───── GIVEN ENTRIES ─────

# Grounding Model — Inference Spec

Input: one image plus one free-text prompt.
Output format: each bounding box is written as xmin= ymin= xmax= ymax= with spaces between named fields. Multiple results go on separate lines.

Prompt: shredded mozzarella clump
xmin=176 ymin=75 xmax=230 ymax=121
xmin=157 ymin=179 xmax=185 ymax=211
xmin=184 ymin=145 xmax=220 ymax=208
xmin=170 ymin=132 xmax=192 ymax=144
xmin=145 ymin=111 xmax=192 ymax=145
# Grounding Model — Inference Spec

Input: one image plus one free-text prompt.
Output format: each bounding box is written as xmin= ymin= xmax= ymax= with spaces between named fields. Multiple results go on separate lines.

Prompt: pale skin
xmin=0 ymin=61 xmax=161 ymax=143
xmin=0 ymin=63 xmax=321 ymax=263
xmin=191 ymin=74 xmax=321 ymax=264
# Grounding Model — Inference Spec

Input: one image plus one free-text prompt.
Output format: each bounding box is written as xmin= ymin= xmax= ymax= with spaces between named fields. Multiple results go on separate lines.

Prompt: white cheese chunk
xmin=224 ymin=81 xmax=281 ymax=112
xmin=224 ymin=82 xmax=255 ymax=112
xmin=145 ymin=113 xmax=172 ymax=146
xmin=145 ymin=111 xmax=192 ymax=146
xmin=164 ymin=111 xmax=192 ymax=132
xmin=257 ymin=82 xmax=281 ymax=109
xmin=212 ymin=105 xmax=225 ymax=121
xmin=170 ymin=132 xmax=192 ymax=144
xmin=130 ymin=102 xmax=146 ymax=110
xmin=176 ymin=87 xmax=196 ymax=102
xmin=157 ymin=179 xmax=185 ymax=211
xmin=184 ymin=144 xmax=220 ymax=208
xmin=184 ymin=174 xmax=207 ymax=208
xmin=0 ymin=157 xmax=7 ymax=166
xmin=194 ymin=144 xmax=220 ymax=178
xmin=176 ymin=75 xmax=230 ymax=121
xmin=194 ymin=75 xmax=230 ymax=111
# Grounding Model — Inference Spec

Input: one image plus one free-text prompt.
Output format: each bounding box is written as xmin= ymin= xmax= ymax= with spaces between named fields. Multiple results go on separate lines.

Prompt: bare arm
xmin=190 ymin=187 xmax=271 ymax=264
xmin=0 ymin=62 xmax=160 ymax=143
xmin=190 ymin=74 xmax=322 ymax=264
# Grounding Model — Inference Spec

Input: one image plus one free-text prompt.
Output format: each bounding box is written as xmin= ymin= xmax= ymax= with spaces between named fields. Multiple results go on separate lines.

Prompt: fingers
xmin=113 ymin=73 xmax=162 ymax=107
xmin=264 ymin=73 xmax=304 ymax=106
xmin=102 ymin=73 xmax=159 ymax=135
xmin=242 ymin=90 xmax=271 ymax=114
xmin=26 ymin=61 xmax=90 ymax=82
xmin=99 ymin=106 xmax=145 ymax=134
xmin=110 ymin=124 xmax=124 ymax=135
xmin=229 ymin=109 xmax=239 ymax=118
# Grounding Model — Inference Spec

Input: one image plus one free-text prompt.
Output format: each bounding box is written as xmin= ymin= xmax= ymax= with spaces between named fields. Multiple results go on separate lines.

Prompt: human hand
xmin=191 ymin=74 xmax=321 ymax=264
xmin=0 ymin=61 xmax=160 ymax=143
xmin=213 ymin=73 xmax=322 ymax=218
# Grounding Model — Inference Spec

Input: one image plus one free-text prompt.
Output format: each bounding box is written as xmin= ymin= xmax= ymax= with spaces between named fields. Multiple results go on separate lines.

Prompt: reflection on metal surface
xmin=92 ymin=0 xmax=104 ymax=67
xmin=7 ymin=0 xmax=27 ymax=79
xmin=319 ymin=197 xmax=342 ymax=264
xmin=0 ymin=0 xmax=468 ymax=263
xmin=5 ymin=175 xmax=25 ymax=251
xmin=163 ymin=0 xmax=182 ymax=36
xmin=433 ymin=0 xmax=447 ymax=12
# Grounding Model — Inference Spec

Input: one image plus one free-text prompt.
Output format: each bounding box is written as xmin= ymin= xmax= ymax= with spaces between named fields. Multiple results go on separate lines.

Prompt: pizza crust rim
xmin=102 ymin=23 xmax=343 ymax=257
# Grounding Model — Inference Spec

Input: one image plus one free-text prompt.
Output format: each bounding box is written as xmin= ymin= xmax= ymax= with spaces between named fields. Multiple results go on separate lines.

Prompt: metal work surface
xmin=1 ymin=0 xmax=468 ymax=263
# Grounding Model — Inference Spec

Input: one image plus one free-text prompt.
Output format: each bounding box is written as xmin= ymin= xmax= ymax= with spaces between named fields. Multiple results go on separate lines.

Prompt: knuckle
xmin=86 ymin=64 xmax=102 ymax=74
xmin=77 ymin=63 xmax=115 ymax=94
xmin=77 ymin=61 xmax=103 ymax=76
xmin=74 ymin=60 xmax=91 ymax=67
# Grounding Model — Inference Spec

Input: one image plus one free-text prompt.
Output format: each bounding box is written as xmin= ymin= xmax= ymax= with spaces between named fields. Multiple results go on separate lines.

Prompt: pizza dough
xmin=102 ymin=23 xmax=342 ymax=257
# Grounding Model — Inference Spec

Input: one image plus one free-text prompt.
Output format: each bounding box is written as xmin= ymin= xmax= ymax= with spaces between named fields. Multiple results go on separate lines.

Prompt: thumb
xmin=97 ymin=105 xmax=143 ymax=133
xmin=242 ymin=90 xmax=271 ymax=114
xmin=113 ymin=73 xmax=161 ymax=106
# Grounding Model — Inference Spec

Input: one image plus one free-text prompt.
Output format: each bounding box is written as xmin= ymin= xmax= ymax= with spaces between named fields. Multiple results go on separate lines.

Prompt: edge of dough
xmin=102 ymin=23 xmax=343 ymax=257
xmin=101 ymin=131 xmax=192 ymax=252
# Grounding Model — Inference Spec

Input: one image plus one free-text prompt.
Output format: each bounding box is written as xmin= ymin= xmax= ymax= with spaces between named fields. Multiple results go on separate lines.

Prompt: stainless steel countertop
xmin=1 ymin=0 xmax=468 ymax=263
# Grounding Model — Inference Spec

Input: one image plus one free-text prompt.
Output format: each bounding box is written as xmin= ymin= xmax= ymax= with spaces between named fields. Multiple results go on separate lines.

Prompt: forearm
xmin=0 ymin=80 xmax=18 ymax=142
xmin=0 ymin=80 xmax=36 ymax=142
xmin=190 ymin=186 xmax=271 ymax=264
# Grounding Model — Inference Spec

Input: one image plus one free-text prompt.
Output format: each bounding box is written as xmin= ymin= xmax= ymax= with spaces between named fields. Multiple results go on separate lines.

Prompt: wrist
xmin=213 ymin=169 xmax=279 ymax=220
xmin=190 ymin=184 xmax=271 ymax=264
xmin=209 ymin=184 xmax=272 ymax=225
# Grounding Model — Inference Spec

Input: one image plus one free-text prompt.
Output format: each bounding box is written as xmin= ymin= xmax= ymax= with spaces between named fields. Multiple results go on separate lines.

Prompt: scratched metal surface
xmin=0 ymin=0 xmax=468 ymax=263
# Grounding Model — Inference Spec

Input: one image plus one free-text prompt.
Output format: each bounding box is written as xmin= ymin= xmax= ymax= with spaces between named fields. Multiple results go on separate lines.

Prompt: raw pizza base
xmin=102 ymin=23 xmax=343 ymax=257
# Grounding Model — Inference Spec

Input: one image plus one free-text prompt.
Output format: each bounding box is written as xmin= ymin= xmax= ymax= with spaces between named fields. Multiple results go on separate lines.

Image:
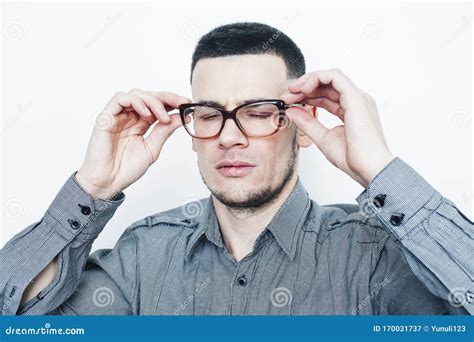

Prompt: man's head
xmin=189 ymin=22 xmax=313 ymax=213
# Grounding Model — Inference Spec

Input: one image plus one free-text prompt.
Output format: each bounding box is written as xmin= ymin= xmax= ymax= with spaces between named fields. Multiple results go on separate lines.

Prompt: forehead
xmin=191 ymin=54 xmax=288 ymax=106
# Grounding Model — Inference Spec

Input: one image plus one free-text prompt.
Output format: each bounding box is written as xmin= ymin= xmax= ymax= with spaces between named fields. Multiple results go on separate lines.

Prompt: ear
xmin=296 ymin=106 xmax=317 ymax=148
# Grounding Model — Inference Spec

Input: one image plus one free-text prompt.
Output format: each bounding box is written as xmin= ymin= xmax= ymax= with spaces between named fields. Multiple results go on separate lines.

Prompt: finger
xmin=148 ymin=91 xmax=192 ymax=111
xmin=144 ymin=113 xmax=183 ymax=164
xmin=287 ymin=74 xmax=311 ymax=92
xmin=289 ymin=69 xmax=360 ymax=100
xmin=105 ymin=92 xmax=153 ymax=118
xmin=129 ymin=89 xmax=171 ymax=124
xmin=306 ymin=98 xmax=345 ymax=122
xmin=285 ymin=106 xmax=329 ymax=150
xmin=312 ymin=84 xmax=340 ymax=102
xmin=281 ymin=89 xmax=342 ymax=120
xmin=280 ymin=91 xmax=305 ymax=104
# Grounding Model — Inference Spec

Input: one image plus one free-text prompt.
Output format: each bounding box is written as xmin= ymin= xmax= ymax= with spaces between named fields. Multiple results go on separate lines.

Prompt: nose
xmin=218 ymin=117 xmax=248 ymax=149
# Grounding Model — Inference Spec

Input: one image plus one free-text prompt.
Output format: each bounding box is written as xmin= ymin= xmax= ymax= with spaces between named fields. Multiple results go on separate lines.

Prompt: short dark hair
xmin=190 ymin=22 xmax=305 ymax=83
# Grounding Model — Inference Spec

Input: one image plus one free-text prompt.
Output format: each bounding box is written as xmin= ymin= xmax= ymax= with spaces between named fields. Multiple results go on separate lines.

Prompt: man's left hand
xmin=281 ymin=68 xmax=395 ymax=188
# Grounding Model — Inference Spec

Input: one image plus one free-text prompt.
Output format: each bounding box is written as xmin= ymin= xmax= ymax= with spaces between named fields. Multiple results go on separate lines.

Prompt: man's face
xmin=191 ymin=54 xmax=307 ymax=212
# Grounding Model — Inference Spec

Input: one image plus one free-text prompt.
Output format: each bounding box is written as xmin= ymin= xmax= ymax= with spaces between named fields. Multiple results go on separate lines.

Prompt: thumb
xmin=286 ymin=107 xmax=328 ymax=150
xmin=144 ymin=113 xmax=182 ymax=163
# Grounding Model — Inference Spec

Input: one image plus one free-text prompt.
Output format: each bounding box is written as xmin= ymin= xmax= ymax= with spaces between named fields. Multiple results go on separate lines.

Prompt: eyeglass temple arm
xmin=285 ymin=103 xmax=317 ymax=117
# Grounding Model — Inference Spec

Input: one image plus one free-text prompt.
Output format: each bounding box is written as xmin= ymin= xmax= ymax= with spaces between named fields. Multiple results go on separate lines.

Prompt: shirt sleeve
xmin=369 ymin=233 xmax=468 ymax=315
xmin=356 ymin=157 xmax=474 ymax=314
xmin=0 ymin=172 xmax=125 ymax=315
xmin=46 ymin=225 xmax=139 ymax=316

─────

**WHAT IS BEING ASKED**
Set out exactly the lines from the one bearing "Prompt: man's face" through the end of the data, including both ends and omitting all others.

**RESPONSE TO THE TASK**
Prompt: man's face
xmin=191 ymin=54 xmax=307 ymax=212
# Grounding Model — Inference Spec

Input: one image plus one free-text prompt.
Output format: each bounding box is written as xmin= ymin= xmax= ymax= with spaces between named fields. Multiple results go on separate lines.

Prompt: thumb
xmin=286 ymin=107 xmax=328 ymax=150
xmin=144 ymin=113 xmax=182 ymax=163
# Grounding Model — Inference Spec

Input: one image plus one free-text prompt.
Output format: each bounding box is written as xmin= ymin= xmax= ymax= with spaces between named fields. Multiple results go on separate lines.

Prompt: eyeglass temple arm
xmin=285 ymin=103 xmax=317 ymax=117
# Grounding Model — Inference Spec

Input: one image plus one free-text prompt.
Output format: each bounding box is written as xmin= ymin= xmax= ymax= with spaces between named fields. Multiple results go on separate lines.

Prompt: shirt sleeve
xmin=369 ymin=233 xmax=468 ymax=315
xmin=356 ymin=157 xmax=474 ymax=314
xmin=0 ymin=172 xmax=125 ymax=315
xmin=46 ymin=225 xmax=139 ymax=316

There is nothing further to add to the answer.